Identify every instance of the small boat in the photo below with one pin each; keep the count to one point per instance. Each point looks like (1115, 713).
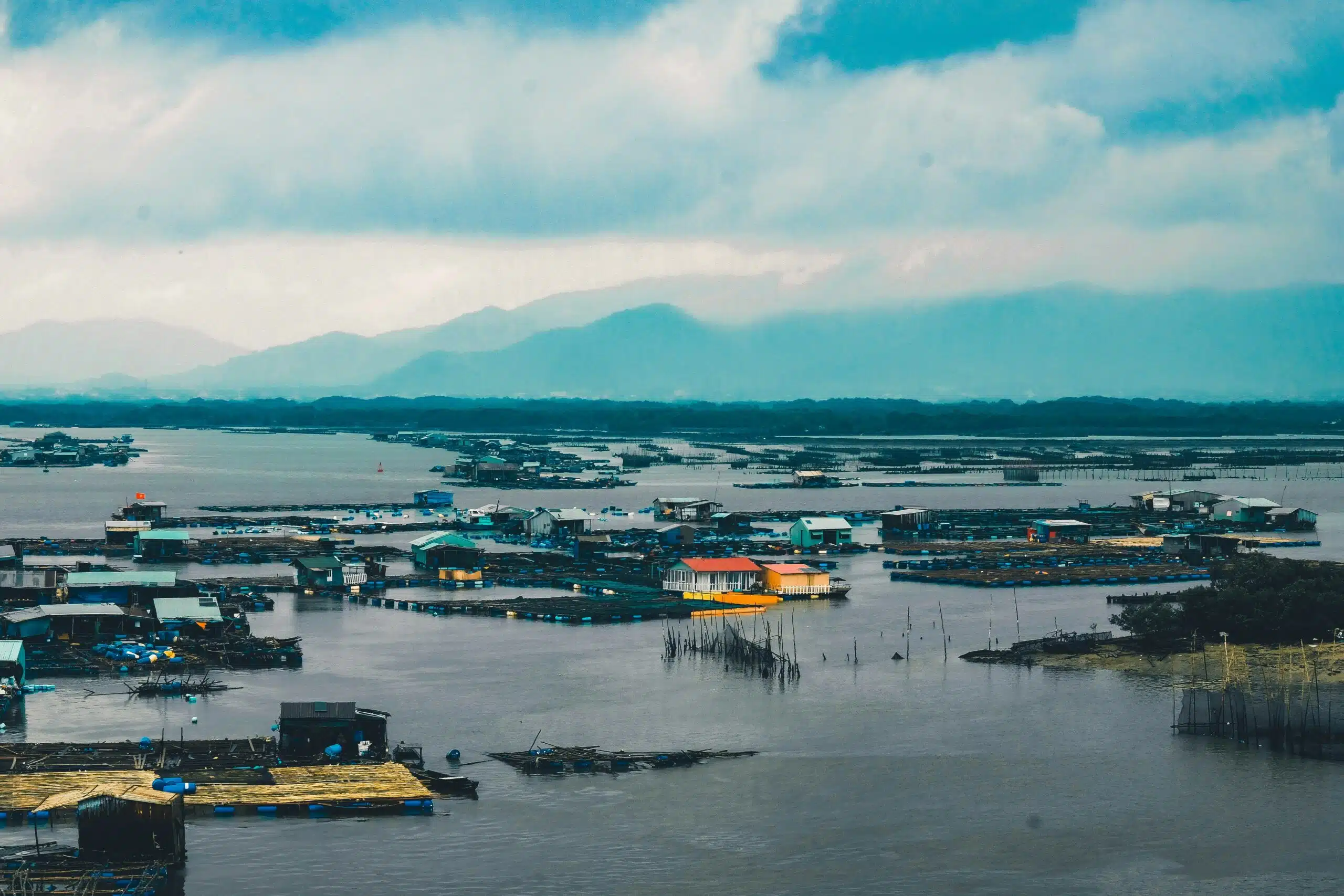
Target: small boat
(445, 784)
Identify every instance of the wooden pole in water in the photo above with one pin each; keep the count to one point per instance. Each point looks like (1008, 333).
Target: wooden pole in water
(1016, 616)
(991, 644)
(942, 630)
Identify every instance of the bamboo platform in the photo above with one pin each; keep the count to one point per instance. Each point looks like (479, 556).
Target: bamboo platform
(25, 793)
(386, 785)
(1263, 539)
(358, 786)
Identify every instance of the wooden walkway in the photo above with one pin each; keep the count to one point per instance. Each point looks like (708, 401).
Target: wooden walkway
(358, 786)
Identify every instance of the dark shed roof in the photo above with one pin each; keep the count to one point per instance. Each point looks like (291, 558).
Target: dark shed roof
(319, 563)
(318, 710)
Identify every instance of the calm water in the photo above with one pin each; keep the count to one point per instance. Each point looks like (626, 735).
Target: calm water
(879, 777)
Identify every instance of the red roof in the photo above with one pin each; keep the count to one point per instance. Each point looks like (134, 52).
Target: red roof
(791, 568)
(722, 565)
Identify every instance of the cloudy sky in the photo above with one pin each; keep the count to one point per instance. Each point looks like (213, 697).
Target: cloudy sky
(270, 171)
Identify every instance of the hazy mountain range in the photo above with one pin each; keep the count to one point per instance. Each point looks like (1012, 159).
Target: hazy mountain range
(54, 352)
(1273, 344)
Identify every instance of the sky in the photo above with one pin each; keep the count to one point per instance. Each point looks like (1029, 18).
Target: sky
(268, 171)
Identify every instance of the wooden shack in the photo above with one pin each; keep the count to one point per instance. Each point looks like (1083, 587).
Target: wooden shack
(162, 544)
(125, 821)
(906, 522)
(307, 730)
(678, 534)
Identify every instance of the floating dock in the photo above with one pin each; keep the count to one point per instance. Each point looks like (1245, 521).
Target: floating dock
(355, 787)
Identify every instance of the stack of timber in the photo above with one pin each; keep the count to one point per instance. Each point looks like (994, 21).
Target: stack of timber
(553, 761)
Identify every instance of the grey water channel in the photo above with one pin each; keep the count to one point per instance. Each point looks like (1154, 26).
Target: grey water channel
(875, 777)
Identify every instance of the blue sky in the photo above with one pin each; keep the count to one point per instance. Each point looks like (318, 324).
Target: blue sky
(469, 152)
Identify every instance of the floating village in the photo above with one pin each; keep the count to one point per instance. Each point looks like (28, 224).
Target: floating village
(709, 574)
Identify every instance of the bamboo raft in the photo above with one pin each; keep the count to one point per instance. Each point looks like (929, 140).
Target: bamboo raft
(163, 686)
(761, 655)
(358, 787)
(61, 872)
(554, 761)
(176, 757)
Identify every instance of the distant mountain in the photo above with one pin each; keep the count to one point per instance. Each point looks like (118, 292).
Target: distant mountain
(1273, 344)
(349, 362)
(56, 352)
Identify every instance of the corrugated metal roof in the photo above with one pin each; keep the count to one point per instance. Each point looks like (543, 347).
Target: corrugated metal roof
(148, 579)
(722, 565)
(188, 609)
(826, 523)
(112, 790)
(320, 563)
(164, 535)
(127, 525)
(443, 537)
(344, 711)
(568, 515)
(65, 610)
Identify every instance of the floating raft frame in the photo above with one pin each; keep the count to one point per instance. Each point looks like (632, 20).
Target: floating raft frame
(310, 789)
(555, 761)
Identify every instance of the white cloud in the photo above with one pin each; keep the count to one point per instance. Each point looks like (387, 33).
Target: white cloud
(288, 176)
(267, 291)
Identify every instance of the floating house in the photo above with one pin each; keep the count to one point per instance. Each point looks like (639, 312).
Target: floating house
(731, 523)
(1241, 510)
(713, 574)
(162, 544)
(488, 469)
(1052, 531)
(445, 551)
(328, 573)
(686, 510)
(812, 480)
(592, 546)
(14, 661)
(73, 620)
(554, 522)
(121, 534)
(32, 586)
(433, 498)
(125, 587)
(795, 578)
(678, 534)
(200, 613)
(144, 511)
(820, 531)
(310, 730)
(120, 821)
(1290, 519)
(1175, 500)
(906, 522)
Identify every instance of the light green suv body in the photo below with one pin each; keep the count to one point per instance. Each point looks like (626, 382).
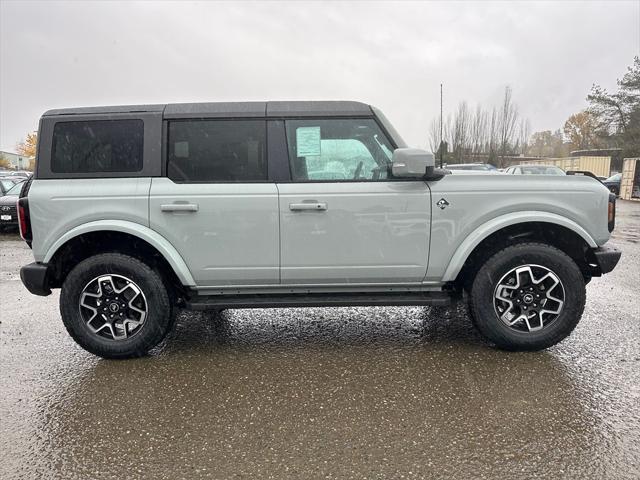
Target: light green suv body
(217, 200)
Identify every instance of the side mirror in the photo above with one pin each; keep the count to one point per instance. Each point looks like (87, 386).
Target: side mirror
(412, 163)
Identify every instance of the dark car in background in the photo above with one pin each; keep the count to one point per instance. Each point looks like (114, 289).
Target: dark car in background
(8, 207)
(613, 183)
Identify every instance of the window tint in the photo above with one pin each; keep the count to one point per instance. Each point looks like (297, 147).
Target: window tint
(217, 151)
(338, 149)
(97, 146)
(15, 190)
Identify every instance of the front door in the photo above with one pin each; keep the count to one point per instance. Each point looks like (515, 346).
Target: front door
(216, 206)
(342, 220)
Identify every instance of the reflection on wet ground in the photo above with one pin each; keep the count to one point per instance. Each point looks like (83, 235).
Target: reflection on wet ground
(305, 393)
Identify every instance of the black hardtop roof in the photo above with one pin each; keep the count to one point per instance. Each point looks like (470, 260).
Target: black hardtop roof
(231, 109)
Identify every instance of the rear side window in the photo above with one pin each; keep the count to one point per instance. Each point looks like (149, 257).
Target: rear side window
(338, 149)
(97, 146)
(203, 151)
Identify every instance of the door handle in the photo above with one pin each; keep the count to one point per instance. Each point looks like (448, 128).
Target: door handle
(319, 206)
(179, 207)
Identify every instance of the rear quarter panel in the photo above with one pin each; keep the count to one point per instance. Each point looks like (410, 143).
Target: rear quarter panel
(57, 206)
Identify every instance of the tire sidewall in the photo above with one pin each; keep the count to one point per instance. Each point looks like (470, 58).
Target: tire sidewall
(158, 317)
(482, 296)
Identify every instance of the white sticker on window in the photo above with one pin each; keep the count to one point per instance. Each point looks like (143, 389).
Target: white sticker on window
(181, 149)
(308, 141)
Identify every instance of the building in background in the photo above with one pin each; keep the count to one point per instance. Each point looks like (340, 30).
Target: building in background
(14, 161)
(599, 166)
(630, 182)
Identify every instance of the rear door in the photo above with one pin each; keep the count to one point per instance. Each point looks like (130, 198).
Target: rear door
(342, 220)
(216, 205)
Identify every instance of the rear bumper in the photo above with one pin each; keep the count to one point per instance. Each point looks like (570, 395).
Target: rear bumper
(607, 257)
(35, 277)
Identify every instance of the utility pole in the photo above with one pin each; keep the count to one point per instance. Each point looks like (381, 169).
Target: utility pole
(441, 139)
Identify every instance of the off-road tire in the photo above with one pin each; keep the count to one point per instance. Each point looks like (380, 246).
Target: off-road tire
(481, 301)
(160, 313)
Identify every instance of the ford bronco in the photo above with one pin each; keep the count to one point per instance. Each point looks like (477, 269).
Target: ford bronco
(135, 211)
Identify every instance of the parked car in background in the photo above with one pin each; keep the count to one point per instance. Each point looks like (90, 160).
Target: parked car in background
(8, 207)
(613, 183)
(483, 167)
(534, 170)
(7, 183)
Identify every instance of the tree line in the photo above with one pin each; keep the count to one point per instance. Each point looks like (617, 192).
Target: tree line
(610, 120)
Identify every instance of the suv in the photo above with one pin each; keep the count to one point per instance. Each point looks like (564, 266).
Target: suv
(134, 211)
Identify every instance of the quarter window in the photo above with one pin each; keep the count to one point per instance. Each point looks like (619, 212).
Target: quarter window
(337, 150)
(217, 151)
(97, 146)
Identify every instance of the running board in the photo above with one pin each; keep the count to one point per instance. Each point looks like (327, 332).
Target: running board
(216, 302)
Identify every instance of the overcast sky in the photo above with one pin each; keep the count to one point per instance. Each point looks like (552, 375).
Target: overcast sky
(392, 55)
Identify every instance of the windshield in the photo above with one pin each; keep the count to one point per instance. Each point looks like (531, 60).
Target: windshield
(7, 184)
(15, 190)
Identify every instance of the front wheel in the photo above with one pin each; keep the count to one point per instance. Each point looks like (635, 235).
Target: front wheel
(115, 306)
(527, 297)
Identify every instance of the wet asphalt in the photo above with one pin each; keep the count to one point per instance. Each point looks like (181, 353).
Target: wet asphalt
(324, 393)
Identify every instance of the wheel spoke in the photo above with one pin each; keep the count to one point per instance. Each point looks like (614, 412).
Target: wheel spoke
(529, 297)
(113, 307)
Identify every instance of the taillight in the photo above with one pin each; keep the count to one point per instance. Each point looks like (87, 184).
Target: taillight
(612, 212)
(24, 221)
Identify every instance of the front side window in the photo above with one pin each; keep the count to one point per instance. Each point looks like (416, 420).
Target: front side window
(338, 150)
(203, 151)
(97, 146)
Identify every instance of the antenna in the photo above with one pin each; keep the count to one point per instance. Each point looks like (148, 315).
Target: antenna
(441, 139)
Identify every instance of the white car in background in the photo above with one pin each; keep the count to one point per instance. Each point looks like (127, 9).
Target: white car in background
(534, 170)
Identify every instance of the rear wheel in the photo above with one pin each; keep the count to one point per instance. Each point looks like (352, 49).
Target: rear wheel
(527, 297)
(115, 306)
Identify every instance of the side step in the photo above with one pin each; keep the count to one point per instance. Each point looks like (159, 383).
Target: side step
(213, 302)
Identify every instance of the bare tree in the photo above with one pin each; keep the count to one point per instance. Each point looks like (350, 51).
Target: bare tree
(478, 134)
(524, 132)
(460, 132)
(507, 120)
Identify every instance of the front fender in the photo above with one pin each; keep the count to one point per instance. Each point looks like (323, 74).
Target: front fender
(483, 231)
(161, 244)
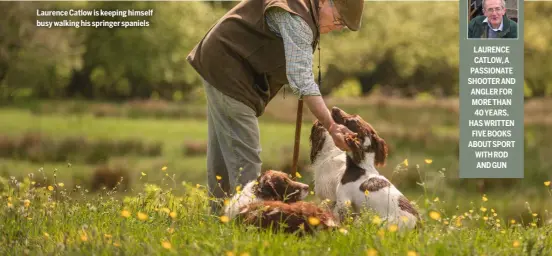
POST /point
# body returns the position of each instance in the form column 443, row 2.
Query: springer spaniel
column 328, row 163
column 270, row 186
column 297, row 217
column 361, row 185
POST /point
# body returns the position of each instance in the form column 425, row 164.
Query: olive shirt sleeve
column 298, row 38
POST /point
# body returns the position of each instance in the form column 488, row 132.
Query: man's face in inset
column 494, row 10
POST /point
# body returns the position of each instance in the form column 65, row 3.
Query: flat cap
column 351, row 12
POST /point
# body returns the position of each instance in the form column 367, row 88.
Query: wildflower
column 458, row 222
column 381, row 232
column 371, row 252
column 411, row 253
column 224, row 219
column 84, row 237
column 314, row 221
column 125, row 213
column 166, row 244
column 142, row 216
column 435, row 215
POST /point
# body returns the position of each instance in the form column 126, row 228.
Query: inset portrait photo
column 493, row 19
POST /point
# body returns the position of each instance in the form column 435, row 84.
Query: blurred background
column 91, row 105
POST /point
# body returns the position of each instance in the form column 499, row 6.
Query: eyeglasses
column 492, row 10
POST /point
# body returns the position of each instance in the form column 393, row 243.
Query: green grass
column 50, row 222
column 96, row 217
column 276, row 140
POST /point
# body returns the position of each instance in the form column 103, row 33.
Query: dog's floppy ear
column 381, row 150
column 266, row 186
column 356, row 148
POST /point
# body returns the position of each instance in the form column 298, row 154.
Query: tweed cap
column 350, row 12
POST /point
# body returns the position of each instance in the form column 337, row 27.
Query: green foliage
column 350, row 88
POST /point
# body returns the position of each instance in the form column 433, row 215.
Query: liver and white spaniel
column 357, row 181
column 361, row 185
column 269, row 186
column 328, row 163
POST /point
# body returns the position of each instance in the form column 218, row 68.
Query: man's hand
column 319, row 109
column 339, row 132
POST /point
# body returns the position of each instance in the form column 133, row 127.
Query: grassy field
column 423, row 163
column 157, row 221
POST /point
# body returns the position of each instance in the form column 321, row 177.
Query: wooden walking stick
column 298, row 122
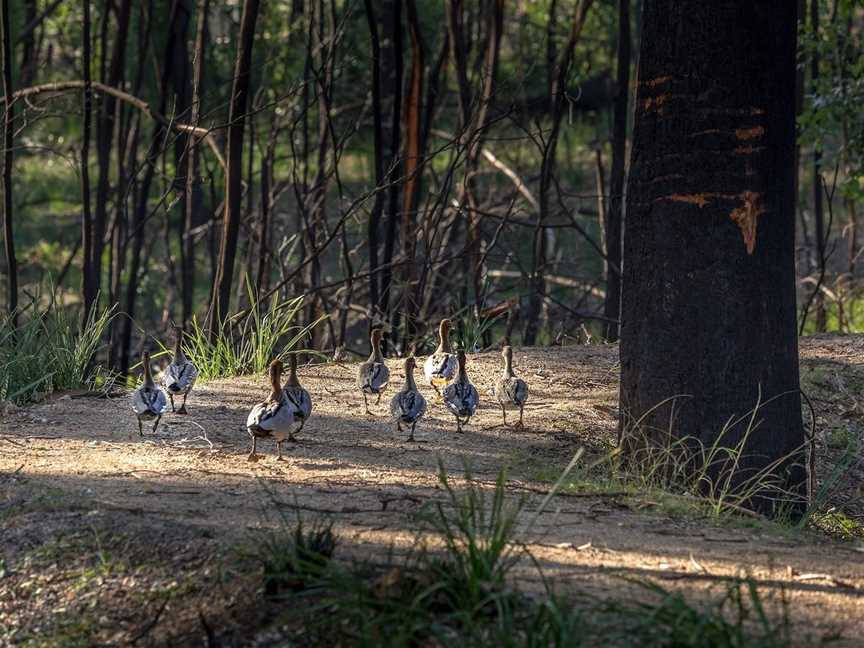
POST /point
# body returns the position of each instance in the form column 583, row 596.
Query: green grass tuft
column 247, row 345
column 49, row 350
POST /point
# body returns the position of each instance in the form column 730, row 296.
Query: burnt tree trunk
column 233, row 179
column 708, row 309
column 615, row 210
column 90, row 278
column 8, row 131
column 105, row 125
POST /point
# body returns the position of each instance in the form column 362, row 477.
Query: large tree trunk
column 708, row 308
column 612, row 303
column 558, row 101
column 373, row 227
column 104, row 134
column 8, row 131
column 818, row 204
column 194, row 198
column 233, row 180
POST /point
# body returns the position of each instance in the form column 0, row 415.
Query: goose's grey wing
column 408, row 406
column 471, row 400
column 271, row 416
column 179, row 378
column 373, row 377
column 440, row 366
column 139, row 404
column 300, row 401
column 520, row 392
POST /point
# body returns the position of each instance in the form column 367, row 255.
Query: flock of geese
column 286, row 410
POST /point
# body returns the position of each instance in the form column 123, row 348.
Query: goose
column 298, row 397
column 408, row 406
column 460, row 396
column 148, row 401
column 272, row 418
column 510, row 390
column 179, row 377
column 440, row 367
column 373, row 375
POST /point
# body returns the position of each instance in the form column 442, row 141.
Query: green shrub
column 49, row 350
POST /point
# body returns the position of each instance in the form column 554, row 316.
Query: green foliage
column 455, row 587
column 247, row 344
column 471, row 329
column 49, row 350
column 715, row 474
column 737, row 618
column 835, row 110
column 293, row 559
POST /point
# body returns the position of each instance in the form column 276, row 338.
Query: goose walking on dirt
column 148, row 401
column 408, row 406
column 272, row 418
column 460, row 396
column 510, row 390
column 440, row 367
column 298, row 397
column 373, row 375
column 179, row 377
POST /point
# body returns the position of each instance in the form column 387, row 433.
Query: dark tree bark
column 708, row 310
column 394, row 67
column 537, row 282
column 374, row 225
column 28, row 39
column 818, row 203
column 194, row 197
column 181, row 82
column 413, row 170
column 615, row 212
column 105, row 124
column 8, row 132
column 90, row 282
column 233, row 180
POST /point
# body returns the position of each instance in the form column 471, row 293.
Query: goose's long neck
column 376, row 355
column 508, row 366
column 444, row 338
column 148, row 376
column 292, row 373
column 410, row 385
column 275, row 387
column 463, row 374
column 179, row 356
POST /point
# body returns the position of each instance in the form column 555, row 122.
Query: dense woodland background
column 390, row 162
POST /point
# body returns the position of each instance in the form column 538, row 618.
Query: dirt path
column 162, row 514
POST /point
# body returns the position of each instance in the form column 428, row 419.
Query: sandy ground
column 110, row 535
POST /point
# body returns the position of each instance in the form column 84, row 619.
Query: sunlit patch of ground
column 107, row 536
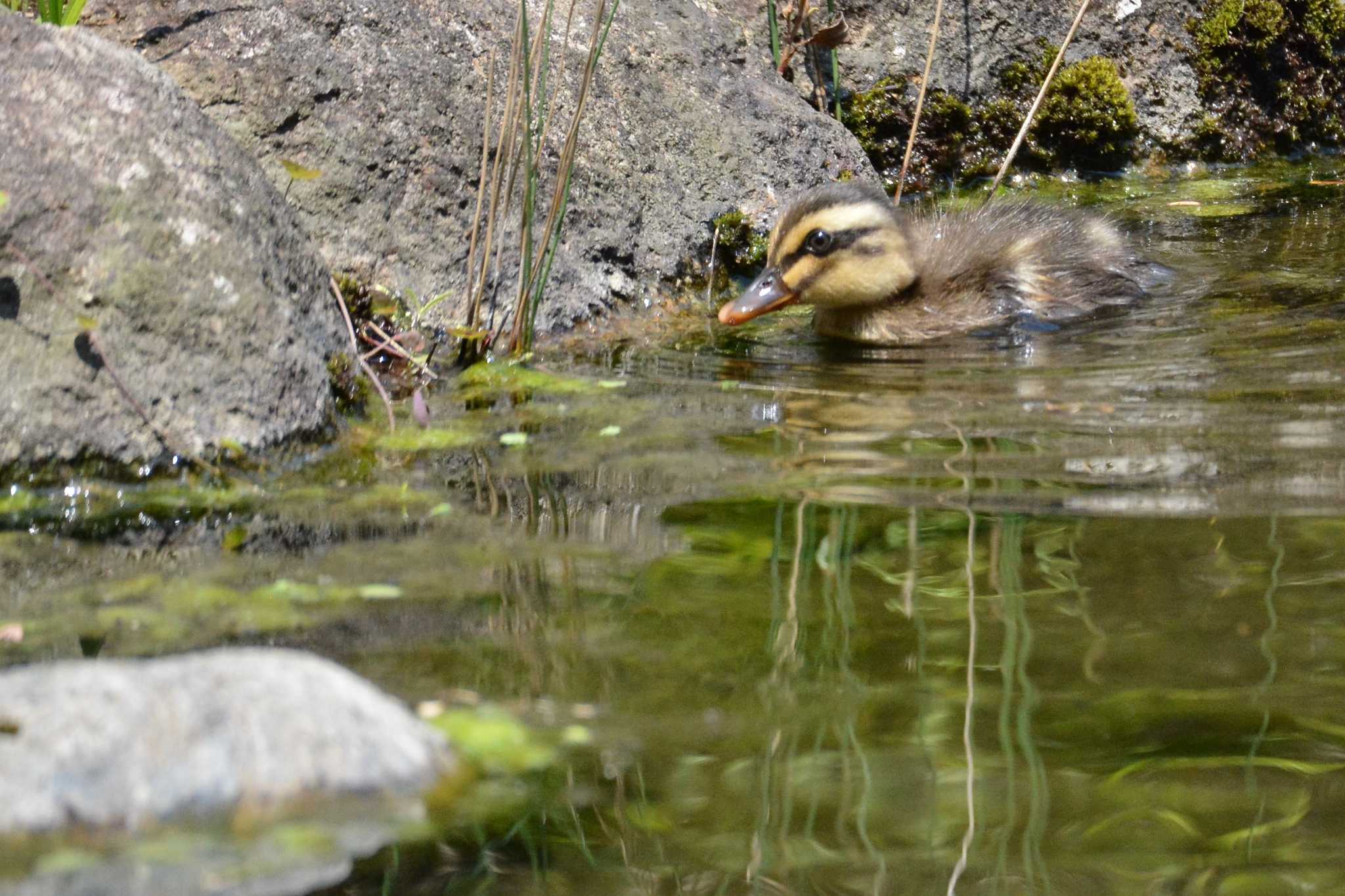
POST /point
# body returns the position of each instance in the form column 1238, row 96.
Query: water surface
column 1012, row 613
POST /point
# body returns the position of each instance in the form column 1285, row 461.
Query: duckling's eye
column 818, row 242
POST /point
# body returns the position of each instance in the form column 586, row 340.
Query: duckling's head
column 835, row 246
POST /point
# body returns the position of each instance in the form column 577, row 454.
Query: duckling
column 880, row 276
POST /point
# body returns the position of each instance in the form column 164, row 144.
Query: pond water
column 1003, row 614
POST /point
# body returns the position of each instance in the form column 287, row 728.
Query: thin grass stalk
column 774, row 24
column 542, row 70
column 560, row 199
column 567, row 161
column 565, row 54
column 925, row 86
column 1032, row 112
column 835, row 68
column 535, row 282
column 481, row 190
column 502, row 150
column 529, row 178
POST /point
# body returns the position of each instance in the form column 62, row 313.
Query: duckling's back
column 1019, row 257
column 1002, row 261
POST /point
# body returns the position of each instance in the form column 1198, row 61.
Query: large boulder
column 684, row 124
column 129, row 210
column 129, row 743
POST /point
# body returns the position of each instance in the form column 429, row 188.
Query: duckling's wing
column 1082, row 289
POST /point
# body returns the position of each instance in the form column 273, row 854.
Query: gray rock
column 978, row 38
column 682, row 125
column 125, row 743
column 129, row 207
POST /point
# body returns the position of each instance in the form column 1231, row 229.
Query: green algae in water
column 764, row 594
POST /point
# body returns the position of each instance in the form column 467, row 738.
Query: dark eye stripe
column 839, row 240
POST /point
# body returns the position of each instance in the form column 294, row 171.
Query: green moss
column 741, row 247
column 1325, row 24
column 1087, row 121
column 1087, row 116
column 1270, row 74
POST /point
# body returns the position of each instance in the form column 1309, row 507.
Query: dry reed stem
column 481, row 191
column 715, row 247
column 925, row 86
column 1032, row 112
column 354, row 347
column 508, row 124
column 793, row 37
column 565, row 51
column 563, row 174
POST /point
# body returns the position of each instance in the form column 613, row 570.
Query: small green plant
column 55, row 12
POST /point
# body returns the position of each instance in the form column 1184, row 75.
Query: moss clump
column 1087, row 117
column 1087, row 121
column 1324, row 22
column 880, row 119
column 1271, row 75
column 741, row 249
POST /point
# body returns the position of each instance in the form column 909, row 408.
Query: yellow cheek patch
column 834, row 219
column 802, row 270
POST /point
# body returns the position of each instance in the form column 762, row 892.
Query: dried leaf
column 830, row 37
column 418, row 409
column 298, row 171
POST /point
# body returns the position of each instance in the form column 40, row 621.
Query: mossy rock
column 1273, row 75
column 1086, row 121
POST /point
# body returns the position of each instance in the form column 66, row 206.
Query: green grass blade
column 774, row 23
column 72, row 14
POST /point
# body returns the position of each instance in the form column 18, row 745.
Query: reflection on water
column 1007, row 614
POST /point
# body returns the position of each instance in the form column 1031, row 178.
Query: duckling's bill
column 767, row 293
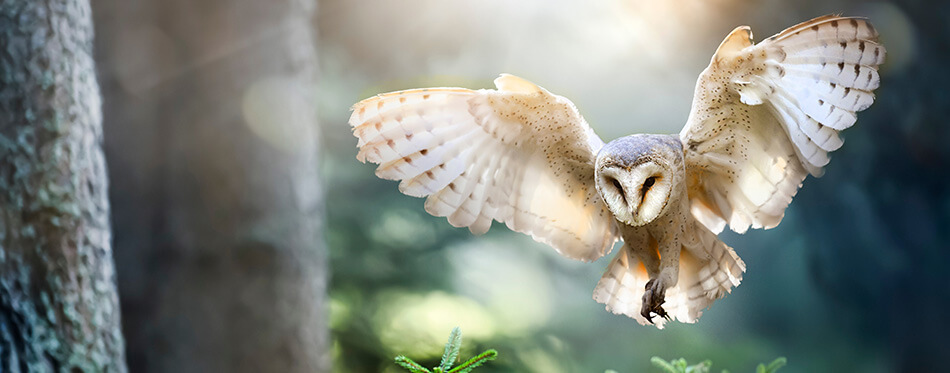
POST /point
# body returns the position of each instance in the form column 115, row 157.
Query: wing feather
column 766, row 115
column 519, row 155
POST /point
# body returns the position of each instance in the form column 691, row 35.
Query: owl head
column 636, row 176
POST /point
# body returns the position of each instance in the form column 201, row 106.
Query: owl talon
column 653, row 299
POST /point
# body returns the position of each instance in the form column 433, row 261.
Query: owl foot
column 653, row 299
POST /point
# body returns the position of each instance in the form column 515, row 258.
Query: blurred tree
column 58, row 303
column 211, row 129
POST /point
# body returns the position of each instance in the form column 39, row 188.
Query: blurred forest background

• ABOUT THIS TASK: In the listing above, find the line containing "1198, row 61." and the line containing "909, row 408.", then retype both and every line between them exactly, with nothing else.

• COMPLETED EXERCISE:
# body returns the position of each instance in the form column 1198, row 61.
Query: large boulder
column 684, row 124
column 129, row 210
column 129, row 743
POST /point
# body returns the position of each instance in the form column 429, row 188.
Query: duckling's wing
column 1082, row 289
POST /point
# body returns the position of each instance in the form column 273, row 854.
Query: gray rock
column 978, row 38
column 682, row 125
column 125, row 743
column 129, row 207
POST /point
# body returns the position of each instance in the form column 1231, row 229.
Query: green algae in water
column 764, row 594
POST /point
# body returns the position of each instance in the form column 467, row 738.
Query: dark eye stripe
column 839, row 240
POST /point
# body returns the position of each instance in the form column 294, row 171.
Query: green moss
column 741, row 247
column 1325, row 24
column 1087, row 121
column 1087, row 116
column 1270, row 74
POST /point
# body returns the position of each instance in the form column 1309, row 507.
Query: dry reed stem
column 481, row 191
column 715, row 247
column 925, row 86
column 1032, row 112
column 354, row 347
column 508, row 124
column 793, row 37
column 565, row 51
column 563, row 174
POST /point
# body returns the position of each instance in the form column 613, row 570.
Query: small green plant
column 55, row 12
POST /point
# body returns the position of each instance in the form column 1184, row 75.
Query: moss clump
column 1087, row 117
column 1087, row 121
column 1324, row 22
column 880, row 119
column 1271, row 75
column 741, row 249
POST /point
# body returns the position of each instance in the form column 909, row 408.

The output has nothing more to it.